(Named-object pointing records)
■ ■ ■ ■ ■ ■ ■
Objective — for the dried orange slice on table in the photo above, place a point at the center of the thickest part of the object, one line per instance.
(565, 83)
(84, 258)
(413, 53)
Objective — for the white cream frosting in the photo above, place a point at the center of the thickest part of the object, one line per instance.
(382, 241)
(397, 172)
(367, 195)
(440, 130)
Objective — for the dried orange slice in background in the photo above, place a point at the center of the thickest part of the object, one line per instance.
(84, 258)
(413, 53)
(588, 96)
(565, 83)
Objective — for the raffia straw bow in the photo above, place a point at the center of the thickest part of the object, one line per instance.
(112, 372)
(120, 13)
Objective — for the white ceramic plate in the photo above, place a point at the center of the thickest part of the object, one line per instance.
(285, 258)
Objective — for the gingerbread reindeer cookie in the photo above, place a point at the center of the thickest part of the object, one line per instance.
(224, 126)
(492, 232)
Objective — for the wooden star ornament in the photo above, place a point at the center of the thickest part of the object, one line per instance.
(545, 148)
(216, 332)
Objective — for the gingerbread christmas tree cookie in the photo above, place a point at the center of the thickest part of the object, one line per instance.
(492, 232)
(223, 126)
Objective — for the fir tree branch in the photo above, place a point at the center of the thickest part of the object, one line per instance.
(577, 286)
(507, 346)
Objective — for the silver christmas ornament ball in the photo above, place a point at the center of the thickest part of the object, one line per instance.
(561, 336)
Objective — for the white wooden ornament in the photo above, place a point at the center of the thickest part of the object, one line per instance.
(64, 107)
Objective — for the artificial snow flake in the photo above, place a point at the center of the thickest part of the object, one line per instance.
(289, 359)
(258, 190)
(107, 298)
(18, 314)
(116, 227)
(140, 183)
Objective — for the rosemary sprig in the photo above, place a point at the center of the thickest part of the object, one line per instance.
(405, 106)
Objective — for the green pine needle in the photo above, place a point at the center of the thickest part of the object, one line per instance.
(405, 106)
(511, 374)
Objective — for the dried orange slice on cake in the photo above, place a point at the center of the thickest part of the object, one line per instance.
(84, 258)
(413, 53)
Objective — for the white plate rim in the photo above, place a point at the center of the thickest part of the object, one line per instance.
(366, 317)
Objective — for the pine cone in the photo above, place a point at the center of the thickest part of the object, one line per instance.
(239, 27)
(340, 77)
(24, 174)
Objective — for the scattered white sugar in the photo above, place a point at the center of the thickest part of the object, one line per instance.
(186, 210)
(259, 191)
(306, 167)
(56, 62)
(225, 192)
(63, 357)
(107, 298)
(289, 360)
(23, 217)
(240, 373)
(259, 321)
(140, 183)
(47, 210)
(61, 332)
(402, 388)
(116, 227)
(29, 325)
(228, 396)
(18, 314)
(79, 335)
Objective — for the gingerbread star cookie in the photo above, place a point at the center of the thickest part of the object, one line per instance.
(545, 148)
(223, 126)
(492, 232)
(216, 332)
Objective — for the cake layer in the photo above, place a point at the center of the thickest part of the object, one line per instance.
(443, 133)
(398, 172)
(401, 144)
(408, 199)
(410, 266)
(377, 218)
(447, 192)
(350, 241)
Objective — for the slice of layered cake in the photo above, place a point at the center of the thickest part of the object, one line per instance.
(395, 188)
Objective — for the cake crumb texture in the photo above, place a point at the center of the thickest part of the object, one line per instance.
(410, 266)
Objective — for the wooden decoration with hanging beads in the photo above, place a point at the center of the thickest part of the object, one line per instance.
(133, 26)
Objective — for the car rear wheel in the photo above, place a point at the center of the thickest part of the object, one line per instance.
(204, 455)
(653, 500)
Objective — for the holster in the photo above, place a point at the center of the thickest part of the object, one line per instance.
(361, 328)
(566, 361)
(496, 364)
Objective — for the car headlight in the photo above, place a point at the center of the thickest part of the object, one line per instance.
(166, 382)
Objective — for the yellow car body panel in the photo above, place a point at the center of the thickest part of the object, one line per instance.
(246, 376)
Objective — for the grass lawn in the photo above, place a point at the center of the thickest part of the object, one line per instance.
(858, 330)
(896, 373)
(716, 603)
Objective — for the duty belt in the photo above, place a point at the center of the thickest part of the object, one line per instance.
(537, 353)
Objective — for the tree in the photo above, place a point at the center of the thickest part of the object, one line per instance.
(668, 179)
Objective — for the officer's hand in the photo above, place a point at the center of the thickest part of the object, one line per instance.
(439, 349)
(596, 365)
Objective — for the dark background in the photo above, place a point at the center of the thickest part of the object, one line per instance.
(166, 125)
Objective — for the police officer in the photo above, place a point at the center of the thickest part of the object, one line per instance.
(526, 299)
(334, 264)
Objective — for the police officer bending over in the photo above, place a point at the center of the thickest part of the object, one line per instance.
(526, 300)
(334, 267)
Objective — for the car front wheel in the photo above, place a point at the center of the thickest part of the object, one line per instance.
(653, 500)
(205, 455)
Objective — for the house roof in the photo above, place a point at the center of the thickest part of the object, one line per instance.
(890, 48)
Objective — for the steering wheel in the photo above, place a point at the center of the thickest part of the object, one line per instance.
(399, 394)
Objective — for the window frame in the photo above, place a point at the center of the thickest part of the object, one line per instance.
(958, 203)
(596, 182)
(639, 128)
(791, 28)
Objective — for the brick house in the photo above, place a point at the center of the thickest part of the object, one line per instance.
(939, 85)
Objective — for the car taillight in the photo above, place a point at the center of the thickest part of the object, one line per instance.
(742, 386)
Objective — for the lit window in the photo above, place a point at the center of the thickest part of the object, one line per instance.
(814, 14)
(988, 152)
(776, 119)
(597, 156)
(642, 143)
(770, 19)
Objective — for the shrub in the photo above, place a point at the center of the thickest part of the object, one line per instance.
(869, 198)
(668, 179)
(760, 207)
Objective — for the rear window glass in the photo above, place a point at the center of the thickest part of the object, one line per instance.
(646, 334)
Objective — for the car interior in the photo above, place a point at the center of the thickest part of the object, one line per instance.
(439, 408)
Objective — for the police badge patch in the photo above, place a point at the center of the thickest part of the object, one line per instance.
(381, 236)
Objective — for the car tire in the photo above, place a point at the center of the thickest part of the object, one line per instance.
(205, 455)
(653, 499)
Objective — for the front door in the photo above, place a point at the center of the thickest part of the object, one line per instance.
■ ■ ■ ■ ■ ■ ■
### PROBLEM DESCRIPTION
Give back exactly the lines from the line holding "Objective — for the brick" through the last line of the listing, including both.

### RESPONSE BELOW
Objective — for the brick house in the photo above, place a point at the center of the thickest part of the object, one line per instance.
(939, 85)
Objective — for the car taillight in the photo above, place a point at the center of the thickest part of the object, one line per instance.
(742, 386)
Objective — for the lit window in the photo above, place a point at the center of the thickest part of the object, one line per instance.
(814, 14)
(988, 152)
(776, 119)
(597, 156)
(642, 143)
(770, 19)
Objective — for the shrub in the photo above, place a point at the center of the thickest part of the object, one line per instance.
(869, 198)
(668, 179)
(760, 207)
Objective — for the rear window glass in the photo above, place a point at the center of the thickest part of the object, one line per instance.
(646, 334)
Objective — for the car interior in the photo above, place a point at the center of the thickest part of the object, one line per instance.
(439, 408)
Objective — for the police badge patch in the photo above, place a point at the center of the thickest part of the object, one line per instance.
(381, 236)
Objective — for the car tire in the photo above, place a point at the center of the thickest part of the object, one line per instance.
(205, 455)
(653, 499)
Objective — for the front door in the photo above, place a point at the center of the thickest part of the object, one line per instance.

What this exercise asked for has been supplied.